* _Point labeling examples_
........

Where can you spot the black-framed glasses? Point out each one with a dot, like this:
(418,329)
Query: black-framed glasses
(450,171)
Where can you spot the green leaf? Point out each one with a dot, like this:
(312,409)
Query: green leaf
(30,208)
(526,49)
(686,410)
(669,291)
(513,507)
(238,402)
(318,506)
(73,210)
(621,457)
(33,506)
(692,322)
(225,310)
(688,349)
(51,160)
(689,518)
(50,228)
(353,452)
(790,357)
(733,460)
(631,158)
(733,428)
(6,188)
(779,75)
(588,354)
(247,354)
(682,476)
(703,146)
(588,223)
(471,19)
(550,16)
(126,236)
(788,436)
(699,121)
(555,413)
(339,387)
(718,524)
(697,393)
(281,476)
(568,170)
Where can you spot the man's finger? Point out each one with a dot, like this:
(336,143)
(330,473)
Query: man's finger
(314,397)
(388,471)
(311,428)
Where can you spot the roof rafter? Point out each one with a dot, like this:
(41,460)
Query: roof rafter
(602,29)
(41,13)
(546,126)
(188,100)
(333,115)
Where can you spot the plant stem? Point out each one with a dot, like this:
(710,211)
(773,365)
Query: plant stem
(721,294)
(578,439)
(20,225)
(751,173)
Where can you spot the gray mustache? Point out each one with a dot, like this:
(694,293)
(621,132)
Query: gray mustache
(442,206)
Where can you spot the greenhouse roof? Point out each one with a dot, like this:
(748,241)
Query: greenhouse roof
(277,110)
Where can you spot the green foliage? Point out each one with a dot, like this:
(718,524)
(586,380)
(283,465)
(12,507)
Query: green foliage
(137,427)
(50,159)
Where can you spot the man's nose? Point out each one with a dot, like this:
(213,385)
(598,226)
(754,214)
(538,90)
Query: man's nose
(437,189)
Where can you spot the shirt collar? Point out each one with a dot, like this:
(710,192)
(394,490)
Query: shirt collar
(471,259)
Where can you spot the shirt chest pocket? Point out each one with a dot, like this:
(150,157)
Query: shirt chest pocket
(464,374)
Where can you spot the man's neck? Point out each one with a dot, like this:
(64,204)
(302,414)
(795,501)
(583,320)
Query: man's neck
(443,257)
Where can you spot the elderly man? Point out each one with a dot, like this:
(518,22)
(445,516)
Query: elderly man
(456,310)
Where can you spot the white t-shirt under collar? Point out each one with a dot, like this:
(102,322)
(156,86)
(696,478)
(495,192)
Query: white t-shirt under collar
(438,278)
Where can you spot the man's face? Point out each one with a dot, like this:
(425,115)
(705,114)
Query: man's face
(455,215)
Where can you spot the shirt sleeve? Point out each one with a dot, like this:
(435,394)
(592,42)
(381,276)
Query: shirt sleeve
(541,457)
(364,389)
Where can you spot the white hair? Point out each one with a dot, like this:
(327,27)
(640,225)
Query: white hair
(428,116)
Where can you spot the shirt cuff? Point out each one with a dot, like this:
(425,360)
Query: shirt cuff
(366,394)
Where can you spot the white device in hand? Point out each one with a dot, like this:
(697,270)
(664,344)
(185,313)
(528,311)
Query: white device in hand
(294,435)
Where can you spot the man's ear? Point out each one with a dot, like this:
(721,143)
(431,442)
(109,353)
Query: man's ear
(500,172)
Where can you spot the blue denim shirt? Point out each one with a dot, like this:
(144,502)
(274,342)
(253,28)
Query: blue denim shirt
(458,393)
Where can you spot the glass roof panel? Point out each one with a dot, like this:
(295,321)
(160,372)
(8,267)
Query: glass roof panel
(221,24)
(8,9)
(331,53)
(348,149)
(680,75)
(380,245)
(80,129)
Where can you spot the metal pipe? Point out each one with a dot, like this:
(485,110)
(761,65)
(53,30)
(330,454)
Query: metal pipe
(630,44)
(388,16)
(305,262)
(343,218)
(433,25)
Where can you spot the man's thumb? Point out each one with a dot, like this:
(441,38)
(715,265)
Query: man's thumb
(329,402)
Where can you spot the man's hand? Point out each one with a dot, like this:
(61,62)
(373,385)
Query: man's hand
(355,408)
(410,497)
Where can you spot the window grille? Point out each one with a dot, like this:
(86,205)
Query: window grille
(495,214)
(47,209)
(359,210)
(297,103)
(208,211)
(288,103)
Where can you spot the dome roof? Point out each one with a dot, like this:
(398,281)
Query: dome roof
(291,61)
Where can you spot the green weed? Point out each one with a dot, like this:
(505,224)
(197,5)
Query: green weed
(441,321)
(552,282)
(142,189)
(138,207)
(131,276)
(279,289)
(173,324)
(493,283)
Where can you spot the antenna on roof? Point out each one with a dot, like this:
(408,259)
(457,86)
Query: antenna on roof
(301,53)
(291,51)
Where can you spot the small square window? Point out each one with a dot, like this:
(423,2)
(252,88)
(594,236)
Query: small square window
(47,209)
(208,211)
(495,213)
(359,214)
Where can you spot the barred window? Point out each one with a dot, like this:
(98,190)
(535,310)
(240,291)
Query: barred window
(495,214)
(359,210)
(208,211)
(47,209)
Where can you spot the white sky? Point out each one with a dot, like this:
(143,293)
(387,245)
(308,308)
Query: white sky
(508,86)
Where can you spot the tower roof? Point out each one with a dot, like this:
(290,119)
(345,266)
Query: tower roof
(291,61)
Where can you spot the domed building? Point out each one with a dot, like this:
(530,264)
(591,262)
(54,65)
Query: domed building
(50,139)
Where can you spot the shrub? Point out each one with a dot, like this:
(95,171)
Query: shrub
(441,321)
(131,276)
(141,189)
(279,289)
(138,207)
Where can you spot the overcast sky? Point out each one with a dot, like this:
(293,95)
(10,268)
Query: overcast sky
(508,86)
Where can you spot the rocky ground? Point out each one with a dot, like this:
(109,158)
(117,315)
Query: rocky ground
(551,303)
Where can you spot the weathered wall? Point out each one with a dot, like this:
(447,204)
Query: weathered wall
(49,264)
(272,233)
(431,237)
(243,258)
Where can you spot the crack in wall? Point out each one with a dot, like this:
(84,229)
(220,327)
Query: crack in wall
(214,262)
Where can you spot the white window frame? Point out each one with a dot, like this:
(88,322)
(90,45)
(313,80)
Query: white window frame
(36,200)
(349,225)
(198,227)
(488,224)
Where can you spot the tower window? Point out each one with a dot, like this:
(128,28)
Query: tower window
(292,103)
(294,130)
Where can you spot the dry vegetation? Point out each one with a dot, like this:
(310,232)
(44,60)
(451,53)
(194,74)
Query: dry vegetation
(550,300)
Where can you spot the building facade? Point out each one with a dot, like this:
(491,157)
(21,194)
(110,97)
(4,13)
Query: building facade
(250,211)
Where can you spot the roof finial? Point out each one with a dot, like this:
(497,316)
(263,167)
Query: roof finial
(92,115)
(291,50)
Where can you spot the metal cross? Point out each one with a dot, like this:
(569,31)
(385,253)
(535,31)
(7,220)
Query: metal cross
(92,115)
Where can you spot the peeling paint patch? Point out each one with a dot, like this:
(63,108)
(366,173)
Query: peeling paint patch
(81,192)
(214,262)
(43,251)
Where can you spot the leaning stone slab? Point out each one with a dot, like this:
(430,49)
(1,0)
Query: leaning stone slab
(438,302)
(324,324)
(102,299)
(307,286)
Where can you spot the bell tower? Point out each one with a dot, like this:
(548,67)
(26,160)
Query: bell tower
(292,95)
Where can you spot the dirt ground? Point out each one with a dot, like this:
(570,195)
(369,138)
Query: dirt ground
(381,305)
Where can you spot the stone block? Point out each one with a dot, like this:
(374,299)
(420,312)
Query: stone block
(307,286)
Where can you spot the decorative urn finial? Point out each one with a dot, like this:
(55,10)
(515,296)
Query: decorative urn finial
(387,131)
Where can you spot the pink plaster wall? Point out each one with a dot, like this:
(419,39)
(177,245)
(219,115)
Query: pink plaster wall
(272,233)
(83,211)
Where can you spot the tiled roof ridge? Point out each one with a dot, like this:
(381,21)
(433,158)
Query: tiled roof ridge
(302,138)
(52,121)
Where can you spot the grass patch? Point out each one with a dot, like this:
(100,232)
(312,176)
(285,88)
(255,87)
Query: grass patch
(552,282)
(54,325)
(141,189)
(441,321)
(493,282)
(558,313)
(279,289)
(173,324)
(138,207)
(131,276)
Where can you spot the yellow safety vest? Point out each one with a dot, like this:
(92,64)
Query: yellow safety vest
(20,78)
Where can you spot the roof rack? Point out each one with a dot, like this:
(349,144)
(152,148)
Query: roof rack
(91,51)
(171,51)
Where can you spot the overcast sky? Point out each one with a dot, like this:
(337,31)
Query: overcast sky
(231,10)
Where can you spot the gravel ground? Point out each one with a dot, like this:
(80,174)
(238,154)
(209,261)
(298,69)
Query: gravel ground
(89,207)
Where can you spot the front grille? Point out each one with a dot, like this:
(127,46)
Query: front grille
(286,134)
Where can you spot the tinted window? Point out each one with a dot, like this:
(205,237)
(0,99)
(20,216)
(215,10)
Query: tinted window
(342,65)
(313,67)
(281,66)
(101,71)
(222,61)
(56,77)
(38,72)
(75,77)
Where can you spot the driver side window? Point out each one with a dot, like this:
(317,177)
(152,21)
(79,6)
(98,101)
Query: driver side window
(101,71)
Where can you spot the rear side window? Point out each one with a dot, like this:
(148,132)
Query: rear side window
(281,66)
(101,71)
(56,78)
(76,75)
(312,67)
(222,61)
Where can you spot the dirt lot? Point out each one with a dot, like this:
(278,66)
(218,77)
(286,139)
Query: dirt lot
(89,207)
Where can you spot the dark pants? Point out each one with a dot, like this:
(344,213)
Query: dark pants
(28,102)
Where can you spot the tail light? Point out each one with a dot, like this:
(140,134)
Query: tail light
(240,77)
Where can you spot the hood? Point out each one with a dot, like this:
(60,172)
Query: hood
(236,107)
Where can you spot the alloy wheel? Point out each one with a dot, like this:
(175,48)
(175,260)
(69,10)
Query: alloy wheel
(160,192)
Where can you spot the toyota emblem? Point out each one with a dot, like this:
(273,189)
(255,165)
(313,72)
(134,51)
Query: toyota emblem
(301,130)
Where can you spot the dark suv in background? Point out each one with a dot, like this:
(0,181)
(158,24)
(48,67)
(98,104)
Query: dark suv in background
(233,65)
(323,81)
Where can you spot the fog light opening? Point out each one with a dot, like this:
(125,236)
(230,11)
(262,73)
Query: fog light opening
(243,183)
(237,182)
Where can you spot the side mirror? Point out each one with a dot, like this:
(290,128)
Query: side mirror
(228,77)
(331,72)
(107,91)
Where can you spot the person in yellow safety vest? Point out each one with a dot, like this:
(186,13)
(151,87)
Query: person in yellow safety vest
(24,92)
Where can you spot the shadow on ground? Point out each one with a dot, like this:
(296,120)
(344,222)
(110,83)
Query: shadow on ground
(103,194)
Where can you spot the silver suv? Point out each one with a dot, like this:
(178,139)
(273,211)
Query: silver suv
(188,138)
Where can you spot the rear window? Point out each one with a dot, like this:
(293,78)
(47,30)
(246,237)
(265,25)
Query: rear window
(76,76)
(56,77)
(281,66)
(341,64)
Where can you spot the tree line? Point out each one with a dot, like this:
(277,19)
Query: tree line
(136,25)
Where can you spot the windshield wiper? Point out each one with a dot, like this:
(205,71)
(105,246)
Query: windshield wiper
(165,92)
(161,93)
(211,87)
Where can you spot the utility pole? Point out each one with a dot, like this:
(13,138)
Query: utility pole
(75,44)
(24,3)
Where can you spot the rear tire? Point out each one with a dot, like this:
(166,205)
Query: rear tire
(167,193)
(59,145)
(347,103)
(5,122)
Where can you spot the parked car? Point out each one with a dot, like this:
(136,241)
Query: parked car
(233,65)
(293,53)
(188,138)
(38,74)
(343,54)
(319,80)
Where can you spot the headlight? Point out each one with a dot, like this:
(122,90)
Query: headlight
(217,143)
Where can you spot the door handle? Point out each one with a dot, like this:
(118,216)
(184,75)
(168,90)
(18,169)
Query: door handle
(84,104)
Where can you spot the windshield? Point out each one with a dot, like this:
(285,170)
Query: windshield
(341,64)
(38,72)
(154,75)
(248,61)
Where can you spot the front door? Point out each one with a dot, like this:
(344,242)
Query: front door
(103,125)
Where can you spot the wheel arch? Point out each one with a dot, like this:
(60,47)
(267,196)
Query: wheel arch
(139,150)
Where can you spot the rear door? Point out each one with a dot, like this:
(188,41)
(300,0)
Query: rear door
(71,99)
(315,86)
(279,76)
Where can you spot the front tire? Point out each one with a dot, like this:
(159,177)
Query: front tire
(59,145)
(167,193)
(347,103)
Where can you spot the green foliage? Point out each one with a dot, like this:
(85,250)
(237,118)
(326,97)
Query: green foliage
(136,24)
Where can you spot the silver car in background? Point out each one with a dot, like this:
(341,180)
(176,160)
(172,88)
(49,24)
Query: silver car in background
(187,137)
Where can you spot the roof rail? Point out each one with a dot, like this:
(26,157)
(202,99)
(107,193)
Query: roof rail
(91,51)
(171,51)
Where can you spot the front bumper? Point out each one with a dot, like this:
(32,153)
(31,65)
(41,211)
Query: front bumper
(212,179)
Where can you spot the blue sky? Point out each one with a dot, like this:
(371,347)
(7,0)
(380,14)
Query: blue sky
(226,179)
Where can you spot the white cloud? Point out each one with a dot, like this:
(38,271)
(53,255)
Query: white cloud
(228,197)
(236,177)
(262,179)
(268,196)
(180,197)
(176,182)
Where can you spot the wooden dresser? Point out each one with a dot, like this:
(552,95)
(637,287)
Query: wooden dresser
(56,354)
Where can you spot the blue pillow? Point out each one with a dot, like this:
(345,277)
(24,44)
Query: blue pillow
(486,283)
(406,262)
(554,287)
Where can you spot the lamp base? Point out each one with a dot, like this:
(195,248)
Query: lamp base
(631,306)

........

* _PROBLEM DESCRIPTION_
Starting with the line that contains "Where can you spot the door", return each line through the last one of the data above, exactly as written and nothing more.

* _RESPONSE FOR THIS EXERCISE_
Where can you spot the door handle? Point out each one with a dot, like this:
(118,216)
(184,75)
(168,90)
(18,169)
Query: door handle
(84,104)
Where can you spot the windshield? Point out each one with a dot, like this:
(285,170)
Query: windshield
(341,64)
(38,72)
(154,75)
(248,61)
Where can you spot the front door? Point out each one with a dot, like this:
(344,242)
Query: front door
(103,125)
Where can you spot the wheel arch? Point out each one with a dot, like this:
(60,47)
(267,196)
Query: wheel arch
(139,150)
Where can you spot the rear door? Point out each one with a dot, like this:
(188,41)
(300,0)
Query: rear door
(71,99)
(315,86)
(279,76)
Where can you spot the front tire? Point out each one with a dot, like this:
(159,177)
Query: front tire
(59,145)
(167,193)
(347,103)
Where can you spot the green foliage? Point out each one with a dot, like this:
(85,250)
(237,118)
(326,97)
Query: green foliage
(136,24)
Where can you spot the silver car in background? Point out each one with a dot, like this:
(341,180)
(176,160)
(172,88)
(49,24)
Query: silver car in background
(187,137)
Where can you spot the roof rail? Point out each one with a dot, like this:
(26,157)
(202,99)
(107,193)
Query: roof rail
(91,51)
(171,51)
Where can you spot the front bumper? Point out each one with a dot, like this:
(32,153)
(31,65)
(41,211)
Query: front bumper
(212,179)
Where can you spot the blue sky? Point out each one with a dot, like this:
(371,347)
(7,0)
(380,14)
Query: blue sky
(226,179)
Where can you spot the white cloud? Point out each one with a dot, like this:
(38,271)
(53,255)
Query: white cloud
(228,197)
(236,177)
(262,179)
(268,196)
(180,197)
(176,182)
Where can you spot the wooden dresser? Point out each one with a dot, like this:
(552,95)
(637,287)
Query: wooden dresser
(56,354)
Where can you spot the blue pillow? Point out each one with a dot, like this:
(345,277)
(24,44)
Query: blue pillow
(486,283)
(406,262)
(554,287)
Where can you spot the lamp base? Point out each one with a dot, like this:
(195,248)
Query: lamp base
(631,306)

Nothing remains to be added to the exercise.